Exercise aim – Where the word "person" occurs in a line of the listing below, copy that line.
===
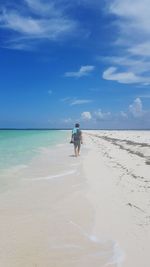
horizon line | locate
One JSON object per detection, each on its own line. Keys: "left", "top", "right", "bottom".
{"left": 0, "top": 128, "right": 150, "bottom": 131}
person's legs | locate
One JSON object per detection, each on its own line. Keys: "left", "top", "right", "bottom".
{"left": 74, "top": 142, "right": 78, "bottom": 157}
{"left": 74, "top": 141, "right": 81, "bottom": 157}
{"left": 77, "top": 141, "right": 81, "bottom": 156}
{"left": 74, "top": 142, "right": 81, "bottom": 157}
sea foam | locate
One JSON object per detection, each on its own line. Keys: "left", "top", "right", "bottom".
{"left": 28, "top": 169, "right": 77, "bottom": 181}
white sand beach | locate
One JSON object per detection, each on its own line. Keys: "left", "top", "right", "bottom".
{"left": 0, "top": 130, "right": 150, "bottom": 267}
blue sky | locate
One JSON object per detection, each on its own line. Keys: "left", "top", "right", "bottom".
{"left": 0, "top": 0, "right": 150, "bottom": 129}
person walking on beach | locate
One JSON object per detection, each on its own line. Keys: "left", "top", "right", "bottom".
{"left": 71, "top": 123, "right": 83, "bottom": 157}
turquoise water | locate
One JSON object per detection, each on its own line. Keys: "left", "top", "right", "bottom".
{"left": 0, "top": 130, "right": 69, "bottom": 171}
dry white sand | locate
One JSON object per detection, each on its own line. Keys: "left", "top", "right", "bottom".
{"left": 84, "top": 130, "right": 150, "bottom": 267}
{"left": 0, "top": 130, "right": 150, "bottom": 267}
===
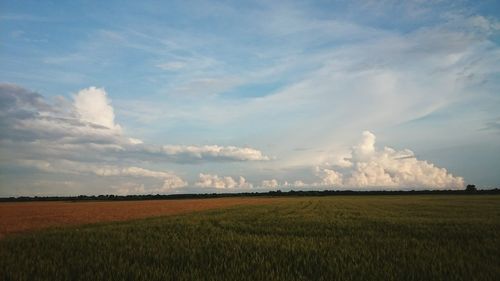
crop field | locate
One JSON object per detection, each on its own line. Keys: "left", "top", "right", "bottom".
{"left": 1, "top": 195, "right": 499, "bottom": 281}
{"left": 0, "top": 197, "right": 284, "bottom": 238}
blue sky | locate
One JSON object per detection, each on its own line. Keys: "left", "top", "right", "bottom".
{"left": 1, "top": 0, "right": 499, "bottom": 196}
===
Answer to this exercise –
person's legs | locate
person walking on beach | locate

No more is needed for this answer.